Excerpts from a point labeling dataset
* start *
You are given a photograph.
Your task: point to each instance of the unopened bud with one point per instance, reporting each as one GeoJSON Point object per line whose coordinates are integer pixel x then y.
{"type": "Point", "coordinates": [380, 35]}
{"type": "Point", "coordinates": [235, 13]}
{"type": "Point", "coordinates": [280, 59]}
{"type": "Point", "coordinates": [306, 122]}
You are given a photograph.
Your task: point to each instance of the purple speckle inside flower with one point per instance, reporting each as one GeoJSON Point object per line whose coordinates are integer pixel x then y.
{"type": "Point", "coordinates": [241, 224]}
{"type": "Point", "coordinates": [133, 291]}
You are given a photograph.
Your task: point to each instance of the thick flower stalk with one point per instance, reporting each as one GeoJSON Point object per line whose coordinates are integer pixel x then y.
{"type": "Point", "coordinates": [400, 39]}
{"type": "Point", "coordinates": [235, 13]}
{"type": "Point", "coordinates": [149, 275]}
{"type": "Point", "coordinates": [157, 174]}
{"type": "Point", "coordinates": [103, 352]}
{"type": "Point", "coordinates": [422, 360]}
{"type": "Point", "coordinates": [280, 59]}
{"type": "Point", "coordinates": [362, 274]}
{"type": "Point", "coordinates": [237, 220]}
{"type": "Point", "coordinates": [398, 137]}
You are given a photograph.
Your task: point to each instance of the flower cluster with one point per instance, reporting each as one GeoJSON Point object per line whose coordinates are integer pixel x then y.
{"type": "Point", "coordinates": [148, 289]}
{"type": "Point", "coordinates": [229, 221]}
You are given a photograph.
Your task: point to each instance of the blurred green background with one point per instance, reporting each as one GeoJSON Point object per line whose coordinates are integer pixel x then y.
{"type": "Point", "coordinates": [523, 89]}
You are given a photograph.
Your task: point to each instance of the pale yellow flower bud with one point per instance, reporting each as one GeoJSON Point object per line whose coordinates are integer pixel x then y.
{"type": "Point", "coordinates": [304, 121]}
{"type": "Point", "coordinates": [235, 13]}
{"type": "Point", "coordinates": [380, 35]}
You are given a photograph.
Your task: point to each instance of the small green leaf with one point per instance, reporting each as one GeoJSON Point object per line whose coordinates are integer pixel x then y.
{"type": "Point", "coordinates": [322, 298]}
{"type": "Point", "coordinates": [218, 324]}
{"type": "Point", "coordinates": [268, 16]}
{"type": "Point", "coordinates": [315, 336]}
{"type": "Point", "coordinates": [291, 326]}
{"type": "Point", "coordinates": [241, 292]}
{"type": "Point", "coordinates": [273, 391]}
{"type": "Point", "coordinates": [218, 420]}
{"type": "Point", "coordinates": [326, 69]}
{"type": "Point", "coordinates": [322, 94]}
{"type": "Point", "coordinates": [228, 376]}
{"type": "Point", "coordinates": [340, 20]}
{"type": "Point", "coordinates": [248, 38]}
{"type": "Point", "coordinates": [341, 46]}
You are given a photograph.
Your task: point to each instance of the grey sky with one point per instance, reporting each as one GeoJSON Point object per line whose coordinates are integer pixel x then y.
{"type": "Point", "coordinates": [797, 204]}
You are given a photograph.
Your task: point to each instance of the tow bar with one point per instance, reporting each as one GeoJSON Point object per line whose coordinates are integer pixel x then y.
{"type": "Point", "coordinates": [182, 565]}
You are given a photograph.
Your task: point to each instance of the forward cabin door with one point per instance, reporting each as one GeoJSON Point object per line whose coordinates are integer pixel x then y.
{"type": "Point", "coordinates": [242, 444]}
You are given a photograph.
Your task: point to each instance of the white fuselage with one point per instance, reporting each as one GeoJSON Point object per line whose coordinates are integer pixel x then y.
* end *
* Objective
Collect every line of the rows above that contains the word "flower". Letter case matters.

* Task response
Your task: point to each instance of the purple speckle inside flower with one point per instance, reporting each as one GeoJSON Point object per line whose coordinates are integer pixel x then y.
Your task: point to each instance of the thick flower stalk with one point per instance, reporting each as one GeoJSON Point object per line whose coordinates are integer pixel x then y.
Your task: point to each instance of the flower cluster with one point per instance, reporting each as one GeoJSON Point object per line whose coordinates are integer pixel x then y.
Your task: point to each instance of the pale yellow flower bud with one point per instance, reporting each as one GeoJSON Point object per line whose coordinates are integer pixel x then y.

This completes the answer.